▶ [Passage shown]:
******

Spanking Should Not Be Used As A Form Of Discipline, The AAP Urges In Its Strongest Statement Yet
Studies have long shown that the use of physical discipline with children is ineffective, but the American Academy of Pediatrics has now said that spanking should not be a form of discipline because it can actually cause real harm — its strongest statement yet. According to the new announcement, released by the group representing 67,000 doctors nationwide, as the New York Times reported, the harmful effect of using physical behavior to get a child to cooperate can simply not be underestimated.
“One of the most important relationships we all have is the relationship between ourselves and our parents, and it makes sense to eliminate or limit fear and violence in that loving relationship,” Dr. Robert D. Sege, pediatrician at Tufts Medical Center and co-author of the new report, told the New York Times.
While experts have discussed negative long-term effects of corporal punishment in general, a team of researchers at the University of Texas at Austin and the University of Michigan found that spanking can make kids more aggressive and "less successful," as the website for Today noted.

******

▶ [Provided data]:
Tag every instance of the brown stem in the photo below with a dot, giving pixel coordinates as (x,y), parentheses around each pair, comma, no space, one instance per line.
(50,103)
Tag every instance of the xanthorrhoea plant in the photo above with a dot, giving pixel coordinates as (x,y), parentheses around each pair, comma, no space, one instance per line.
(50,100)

******

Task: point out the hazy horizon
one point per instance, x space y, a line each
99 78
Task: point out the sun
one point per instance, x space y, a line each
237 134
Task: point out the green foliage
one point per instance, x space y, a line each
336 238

******

▶ [Problem to solve]:
Write the next part of the article on spanking, starting after its final sentence. The rows have no connection to the article on spanking.

▶ [Exercise output]:
But, sometimes, well-meaning parents regard the act as not so serious. Babble noted that even celebrities admit to spanking their kids.
Unfortunately, however, parents who assume a quick smack on the rear won't do harm and may get them a short-term result may not fully understand what more recent research has to say on the subject, according to the AAP — information that was not available two decades ago when many of today's parents were being raised. For example, spanking can lead to outcomes that are very similar to outright physical abuse, as the New York Times reported the new findings said.
The report, which defines spanking as “noninjurious, openhanded hitting with the intention of modifying child behavior,” will be highlighted in the December issue of the journal Pediatrics, with an official recommendation that pediatricians urge parents not to spank or use physical punishment of any kind.
And while it can be hard for even the most chill mom or dad to remain patient after a long day with young kids, the new info makes it all the more clear how important it is that parents find positive ways to encourage good behavior, as HealthyChildren.org, a website connected to the AAP, noted.
"There's no benefit to spanking," the AAP's Dr. Sege added in the report. "We know that children grow and develop better with positive role modeling and by setting healthy limits. We can do better."
And the good news is, with the message finally getting out that other methods have been found to be more successful in teaching children right from wrong — and with celebs like Mayim Bialik sharing the latest research — parents may re-examine any old-school attitudes they still have about this practice.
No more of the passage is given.